What the task asks -
From the passage about the West below, copy word for word the stretch starting at "This is a day" and ending at "never went away.".

Source extract -
━━━

This is a day for celebration, so let me start with some good news. The West is back.
Russia’s war on Ukraine is an abomination, but it has also brought the West back to the top of the news — mentioned with approval in almost every bulletin. In the most terrible circumstances, we have been reminded – and so have our enemies — that for all its divisions and failures, the West has deep reservoirs of strength and moral character. Putin believed that the West was decadent and weak, but his actions have revealed instead the corruption, weakness and moral vacuum at the heart of his attempt at an alternative.
But of course, the West never went away.
It is always in decline, and always rising to new heights at the same time. In the twelfth century, contemporaries looked about them in despair and prepared for the coming doom. “The world is very evil; the times are waxing late,” wrote Bernard of Morlais. But this was also the golden age of mediaeval Catholicism — the age of new cathedrals and religious orders. Of St Anselm of Canterbury, declaring credo ut intelligam: I believe, in order to understand.
This open system releases energy from below
In the sixteenth century, the Turkish advance claimed Belgrade and Budapest. The universal Church was torn by the Reformation. It was in an apocalyptic mood that Pope Clement VII commissioned Michelangelo to paint on the altar wall of the Sistine Chapel an image of the Last Judgement. But of course we now see that era too as beginning a new period of greatness for the West.

━━━

[Object location annotation data]
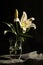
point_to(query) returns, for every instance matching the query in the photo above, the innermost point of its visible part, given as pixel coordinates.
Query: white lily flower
(26, 23)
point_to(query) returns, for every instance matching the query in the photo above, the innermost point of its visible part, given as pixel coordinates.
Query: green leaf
(24, 35)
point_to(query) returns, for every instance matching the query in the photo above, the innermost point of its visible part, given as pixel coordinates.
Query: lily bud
(16, 13)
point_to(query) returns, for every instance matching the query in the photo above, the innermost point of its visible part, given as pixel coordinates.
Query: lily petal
(33, 25)
(24, 16)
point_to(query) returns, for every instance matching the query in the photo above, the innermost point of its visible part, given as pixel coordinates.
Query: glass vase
(15, 47)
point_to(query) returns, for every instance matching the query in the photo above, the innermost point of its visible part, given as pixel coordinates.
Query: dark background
(33, 8)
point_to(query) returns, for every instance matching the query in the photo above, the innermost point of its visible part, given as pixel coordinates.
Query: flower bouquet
(19, 29)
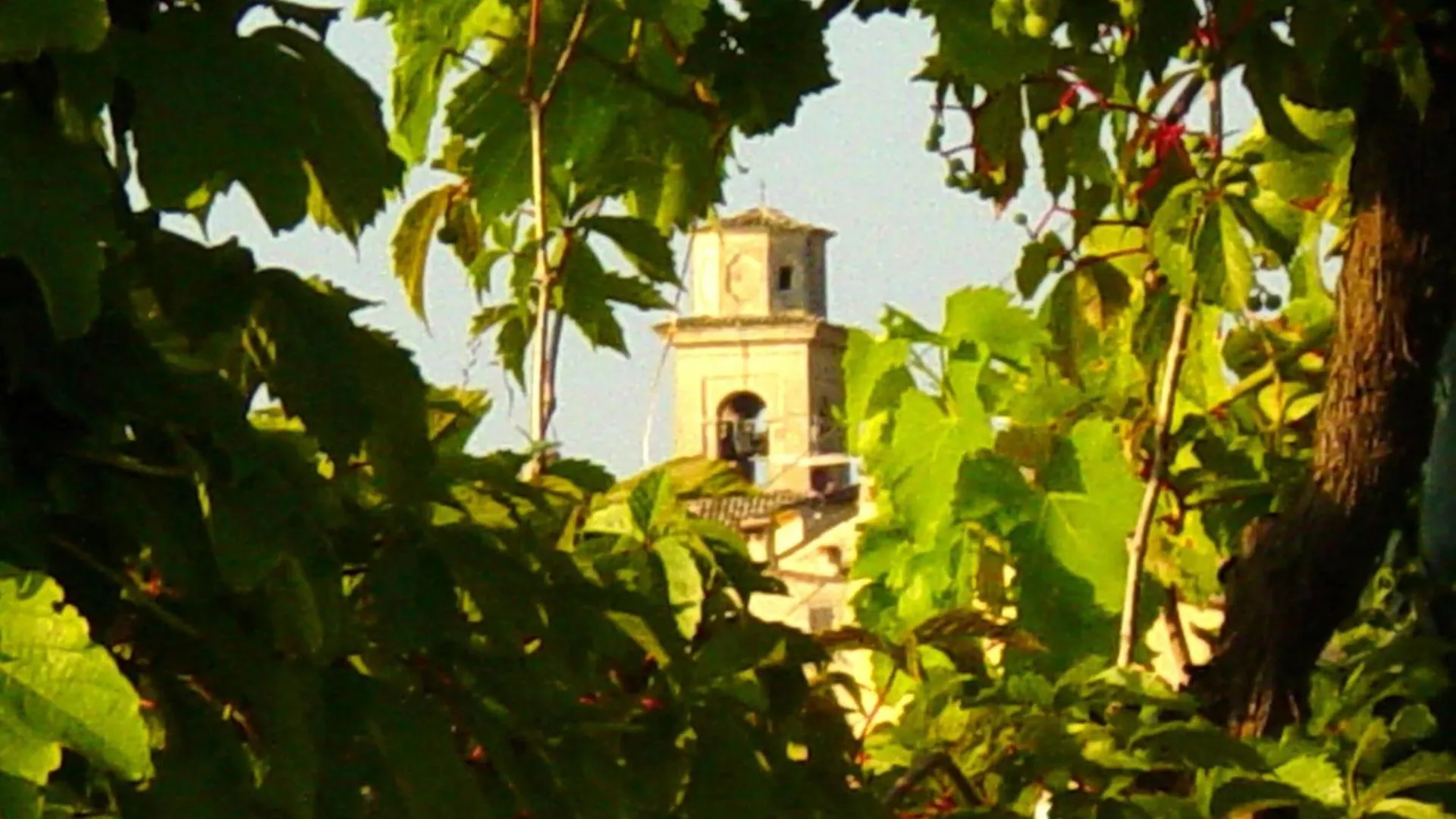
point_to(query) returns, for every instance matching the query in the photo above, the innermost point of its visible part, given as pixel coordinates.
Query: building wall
(777, 373)
(802, 256)
(813, 558)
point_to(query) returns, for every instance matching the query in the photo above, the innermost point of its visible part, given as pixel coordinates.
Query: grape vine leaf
(986, 315)
(410, 246)
(642, 243)
(1072, 558)
(30, 27)
(685, 583)
(929, 445)
(762, 63)
(19, 799)
(321, 133)
(875, 376)
(416, 741)
(58, 689)
(55, 215)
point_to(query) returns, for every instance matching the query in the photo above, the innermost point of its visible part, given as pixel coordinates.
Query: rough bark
(1304, 572)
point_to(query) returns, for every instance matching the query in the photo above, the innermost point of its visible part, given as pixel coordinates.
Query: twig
(1177, 637)
(137, 595)
(927, 767)
(880, 703)
(1138, 544)
(667, 98)
(133, 465)
(579, 27)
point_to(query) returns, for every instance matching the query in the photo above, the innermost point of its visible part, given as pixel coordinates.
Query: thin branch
(880, 703)
(579, 27)
(137, 595)
(1177, 635)
(133, 465)
(1138, 544)
(927, 767)
(626, 74)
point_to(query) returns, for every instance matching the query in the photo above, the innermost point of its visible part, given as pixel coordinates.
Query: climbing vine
(251, 569)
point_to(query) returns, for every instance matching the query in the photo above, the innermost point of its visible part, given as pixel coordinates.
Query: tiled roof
(764, 216)
(736, 509)
(739, 509)
(786, 318)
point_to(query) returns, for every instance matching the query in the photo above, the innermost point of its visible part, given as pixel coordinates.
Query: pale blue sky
(854, 162)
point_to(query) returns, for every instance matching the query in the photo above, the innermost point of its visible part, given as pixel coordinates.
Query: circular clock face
(743, 278)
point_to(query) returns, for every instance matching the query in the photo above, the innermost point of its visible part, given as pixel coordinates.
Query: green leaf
(1072, 557)
(1424, 768)
(685, 583)
(30, 27)
(928, 447)
(762, 63)
(986, 316)
(976, 53)
(264, 507)
(1037, 261)
(1264, 76)
(875, 376)
(1315, 777)
(1222, 259)
(58, 689)
(1199, 746)
(55, 212)
(650, 500)
(322, 142)
(425, 33)
(410, 246)
(19, 799)
(1244, 798)
(642, 243)
(1407, 809)
(347, 384)
(1171, 235)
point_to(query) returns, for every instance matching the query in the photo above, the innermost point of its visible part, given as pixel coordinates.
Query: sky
(852, 162)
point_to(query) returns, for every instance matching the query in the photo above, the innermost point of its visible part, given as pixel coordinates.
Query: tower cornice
(730, 331)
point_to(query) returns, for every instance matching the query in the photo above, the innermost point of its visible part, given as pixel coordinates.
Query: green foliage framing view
(329, 608)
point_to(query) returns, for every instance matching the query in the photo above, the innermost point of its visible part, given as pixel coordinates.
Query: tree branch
(915, 776)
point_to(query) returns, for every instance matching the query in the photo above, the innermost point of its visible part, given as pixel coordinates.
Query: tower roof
(769, 218)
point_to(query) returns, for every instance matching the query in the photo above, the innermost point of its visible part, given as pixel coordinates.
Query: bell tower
(758, 372)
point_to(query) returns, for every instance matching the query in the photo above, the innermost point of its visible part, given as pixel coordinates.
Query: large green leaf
(685, 583)
(299, 124)
(986, 315)
(55, 213)
(762, 63)
(1222, 259)
(1424, 768)
(875, 376)
(30, 27)
(58, 689)
(641, 242)
(1072, 558)
(930, 444)
(424, 770)
(350, 387)
(410, 248)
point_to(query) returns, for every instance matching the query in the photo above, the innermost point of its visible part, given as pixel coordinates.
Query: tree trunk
(1304, 572)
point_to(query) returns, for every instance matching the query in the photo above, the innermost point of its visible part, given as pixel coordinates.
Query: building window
(821, 618)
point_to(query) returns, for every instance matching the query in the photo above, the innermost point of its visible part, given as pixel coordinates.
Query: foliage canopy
(327, 605)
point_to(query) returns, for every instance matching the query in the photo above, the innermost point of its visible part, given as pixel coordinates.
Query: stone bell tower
(758, 363)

━━━

Response to the task -
This is a day for celebration, so let me start with some good news. The West is back.
Russia’s war on Ukraine is an abomination, but it has also brought the West back to the top of the news — mentioned with approval in almost every bulletin. In the most terrible circumstances, we have been reminded – and so have our enemies — that for all its divisions and failures, the West has deep reservoirs of strength and moral character. Putin believed that the West was decadent and weak, but his actions have revealed instead the corruption, weakness and moral vacuum at the heart of his attempt at an alternative.
But of course, the West never went away.